▸ **Reading text**:
1

I have an asyncio-based crawler that occasionally offloads crawling that requires the browser to a ThreadPoolExecutor, as follows:

def browserfetch(url):
    browser = webdriver.Chrome()
    browser.get(url)
    # Some explicit wait stuff that can take up to 20 seconds.
    return browser.page_source

async def fetch(url, loop):
    with concurrent.futures.ThreadPoolExecutor() as pool:
        result = await loop.run_in_executor(pool, browserfetch, url)
    return result

My issue is that I believe this respawns the headless browser each time I call fetch, which incurs browser startup time on each call to webdriver.Chrome. Is there a way for me to refactor browserfetch or fetch so that the same headless driver can be used on multiple fetch calls?

What have I tried?

I've considered more explicit use of threads/pools to start the Chrome instance in a separate thread/process, communicating within the fetch call via queues, pipes, etc (all run in Executors to keep the calls from blocking). I'm not sure how to make this work, though.

▸ **Tasks and exercises**:
1) Summarize the post about reusing a headless Chrome driver in an asyncio crawler in two sentences.
2) Carry on with the post about reusing a headless Chrome driver, starting right after its final sentence.

▸ **Data excerpt**:
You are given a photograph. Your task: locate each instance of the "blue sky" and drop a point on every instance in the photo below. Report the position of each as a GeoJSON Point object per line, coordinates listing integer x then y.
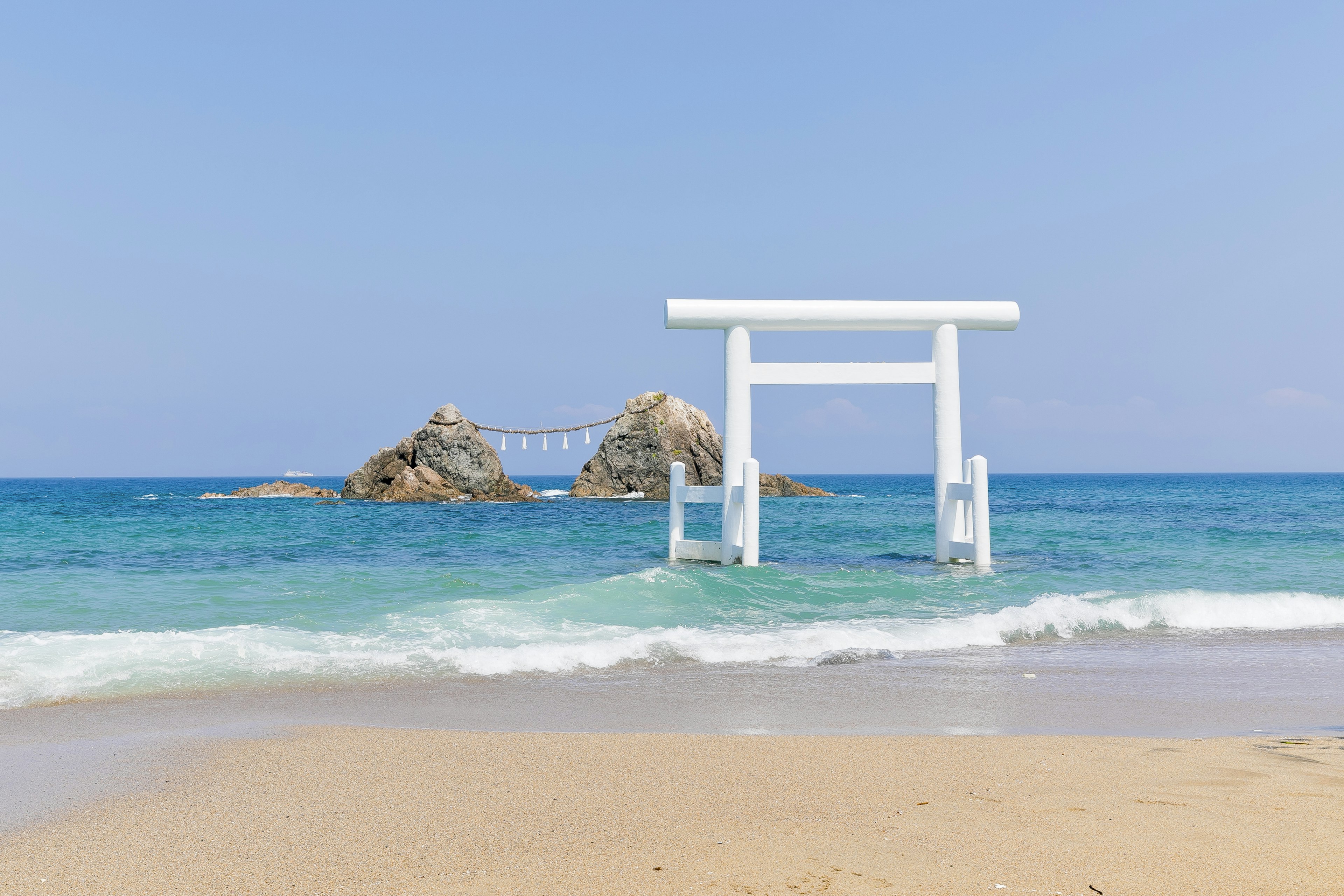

▸ **Written responses**:
1) An asyncio-based crawler offloads browser-dependent crawling to a ThreadPoolExecutor, where each fetch call creates a new webdriver.Chrome instance, so the author suspects browser startup time is paid on every call. The author asks how to refactor browserfetch or fetch so that one headless driver serves multiple fetch calls, and has considered starting Chrome in a separate thread or process and communicating through queues or pipes, but is unsure how to make that work.

2)
alex_noname
  • 26,459
  • 5
  • 69
  • 86
MikeRand
  • 4,788
  • 9
  • 41
  • 70

1 Answers1

2

I believe that starting browsers in separate processes and communicate with him via queue is a good approach (and more scalable). The pseudo-code might look like this:

#  worker.py 
def entrypoint(in_queue, out_queue):  # run in process
    crawler = Crawler()
    browser = Browser()
    while not stop:
        command = in_queue.get()
        result = crawler.process(command, browser)
        out_queue.put(result)            

# main.py
import worker

in_queue, out_queue = Process(worker.entrypoint)
while not stop:
    in_queue.put(new_task)
    result = out_queue.get()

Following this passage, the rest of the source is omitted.